WHAT IS BEING ASKED.
Nothing besides a number belongs in the answer, which is how many lines of the listing contain the string "dark".
::::::
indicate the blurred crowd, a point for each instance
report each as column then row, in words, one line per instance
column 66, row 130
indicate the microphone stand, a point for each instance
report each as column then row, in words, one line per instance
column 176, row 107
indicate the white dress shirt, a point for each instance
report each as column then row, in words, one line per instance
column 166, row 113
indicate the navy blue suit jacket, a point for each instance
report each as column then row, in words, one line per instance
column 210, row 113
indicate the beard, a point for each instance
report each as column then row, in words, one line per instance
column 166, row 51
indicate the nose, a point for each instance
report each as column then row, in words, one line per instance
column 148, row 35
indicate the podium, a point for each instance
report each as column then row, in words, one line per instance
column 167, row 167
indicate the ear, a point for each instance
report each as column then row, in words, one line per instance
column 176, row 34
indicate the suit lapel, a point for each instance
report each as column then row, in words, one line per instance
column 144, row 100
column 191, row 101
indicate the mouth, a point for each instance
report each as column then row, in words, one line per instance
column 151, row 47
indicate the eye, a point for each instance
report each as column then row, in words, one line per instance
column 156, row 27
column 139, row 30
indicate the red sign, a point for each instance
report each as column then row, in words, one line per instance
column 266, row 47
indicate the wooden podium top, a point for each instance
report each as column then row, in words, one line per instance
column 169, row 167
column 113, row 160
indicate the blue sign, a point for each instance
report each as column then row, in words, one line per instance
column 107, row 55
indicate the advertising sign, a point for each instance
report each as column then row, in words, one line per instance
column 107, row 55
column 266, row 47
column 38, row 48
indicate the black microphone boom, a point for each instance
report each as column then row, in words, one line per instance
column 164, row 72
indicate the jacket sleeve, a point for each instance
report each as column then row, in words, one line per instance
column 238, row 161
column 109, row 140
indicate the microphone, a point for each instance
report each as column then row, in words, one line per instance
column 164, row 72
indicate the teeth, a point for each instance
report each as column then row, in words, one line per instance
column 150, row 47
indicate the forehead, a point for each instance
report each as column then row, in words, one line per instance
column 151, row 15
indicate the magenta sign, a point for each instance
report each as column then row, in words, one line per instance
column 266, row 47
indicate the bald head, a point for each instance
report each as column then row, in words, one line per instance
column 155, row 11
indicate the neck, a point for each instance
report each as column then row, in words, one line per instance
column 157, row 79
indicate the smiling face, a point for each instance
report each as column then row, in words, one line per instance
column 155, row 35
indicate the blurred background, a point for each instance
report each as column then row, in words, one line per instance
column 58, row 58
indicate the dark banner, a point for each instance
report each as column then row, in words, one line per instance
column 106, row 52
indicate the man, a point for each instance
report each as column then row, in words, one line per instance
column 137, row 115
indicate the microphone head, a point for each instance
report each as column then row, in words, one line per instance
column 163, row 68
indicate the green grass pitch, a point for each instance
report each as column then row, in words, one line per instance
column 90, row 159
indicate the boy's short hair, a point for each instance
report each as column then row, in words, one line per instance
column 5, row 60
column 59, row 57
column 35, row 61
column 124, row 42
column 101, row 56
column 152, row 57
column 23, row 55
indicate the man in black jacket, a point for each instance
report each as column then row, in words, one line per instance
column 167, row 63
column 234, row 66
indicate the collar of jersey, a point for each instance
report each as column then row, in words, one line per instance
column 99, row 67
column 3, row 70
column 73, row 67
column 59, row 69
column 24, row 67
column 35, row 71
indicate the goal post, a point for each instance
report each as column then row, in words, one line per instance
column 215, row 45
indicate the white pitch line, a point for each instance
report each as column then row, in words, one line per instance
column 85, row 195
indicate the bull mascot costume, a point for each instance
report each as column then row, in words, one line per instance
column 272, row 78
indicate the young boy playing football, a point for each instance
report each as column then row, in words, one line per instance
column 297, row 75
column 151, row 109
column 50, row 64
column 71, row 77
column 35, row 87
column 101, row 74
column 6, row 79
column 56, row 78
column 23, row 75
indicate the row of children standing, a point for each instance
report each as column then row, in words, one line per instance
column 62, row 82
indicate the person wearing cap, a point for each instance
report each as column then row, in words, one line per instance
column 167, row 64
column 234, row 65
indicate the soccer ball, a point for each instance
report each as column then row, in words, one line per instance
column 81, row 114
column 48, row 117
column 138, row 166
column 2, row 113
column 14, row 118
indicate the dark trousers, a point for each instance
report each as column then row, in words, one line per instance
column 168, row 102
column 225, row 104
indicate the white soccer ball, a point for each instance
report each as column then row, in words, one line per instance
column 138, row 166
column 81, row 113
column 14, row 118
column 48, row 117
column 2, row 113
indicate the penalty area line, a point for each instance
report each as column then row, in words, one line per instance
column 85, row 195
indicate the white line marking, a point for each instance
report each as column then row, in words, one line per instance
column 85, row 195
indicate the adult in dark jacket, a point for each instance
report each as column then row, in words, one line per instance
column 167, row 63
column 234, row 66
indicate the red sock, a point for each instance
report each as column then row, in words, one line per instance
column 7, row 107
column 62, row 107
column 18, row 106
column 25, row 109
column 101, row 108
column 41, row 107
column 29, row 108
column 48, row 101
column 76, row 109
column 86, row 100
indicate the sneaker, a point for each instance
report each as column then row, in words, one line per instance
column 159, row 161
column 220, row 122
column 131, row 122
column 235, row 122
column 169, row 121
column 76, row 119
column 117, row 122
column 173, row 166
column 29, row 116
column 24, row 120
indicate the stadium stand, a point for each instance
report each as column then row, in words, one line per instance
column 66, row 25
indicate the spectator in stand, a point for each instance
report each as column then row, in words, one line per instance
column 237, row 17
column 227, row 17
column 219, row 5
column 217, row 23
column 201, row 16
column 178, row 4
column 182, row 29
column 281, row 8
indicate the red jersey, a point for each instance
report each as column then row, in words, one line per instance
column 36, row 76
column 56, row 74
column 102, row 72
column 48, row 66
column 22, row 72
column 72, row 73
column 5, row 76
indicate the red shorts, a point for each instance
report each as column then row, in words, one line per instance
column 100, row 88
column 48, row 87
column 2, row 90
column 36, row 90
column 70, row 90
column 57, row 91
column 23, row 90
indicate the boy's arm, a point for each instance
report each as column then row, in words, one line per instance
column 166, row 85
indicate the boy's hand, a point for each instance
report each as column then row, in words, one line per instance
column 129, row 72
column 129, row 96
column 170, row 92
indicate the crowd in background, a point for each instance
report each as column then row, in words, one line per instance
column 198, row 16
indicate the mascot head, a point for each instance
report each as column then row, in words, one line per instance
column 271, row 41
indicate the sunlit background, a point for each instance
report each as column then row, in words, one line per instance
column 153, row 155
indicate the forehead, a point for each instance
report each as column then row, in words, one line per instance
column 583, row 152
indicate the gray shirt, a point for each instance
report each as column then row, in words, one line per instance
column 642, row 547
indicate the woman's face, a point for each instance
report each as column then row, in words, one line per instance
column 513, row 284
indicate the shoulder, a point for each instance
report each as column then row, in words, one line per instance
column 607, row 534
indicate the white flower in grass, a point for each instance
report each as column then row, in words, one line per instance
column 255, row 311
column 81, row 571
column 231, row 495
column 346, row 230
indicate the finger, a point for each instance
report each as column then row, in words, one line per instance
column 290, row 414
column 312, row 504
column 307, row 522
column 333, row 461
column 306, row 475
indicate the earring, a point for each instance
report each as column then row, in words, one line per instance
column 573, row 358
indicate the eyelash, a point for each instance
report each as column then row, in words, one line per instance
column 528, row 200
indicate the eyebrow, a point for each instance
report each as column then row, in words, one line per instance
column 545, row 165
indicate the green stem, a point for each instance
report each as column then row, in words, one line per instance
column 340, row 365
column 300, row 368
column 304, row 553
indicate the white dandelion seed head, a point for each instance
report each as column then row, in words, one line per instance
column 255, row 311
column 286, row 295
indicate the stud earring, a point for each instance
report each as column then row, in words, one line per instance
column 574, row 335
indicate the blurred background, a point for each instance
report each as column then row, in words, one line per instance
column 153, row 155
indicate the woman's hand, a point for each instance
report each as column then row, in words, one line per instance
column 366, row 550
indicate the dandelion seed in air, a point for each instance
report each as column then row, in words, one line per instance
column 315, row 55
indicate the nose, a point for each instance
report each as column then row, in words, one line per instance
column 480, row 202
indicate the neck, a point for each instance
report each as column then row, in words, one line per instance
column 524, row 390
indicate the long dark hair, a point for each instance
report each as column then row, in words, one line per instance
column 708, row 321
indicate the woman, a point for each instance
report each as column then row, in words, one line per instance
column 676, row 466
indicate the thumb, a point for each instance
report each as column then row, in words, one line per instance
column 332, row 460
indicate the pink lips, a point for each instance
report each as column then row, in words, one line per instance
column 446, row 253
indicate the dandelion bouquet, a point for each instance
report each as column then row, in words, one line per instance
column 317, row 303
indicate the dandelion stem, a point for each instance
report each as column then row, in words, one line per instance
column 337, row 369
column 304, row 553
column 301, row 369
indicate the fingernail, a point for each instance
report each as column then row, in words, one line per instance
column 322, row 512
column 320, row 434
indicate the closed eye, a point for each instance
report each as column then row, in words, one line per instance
::::::
RESULT OF THE TASK.
4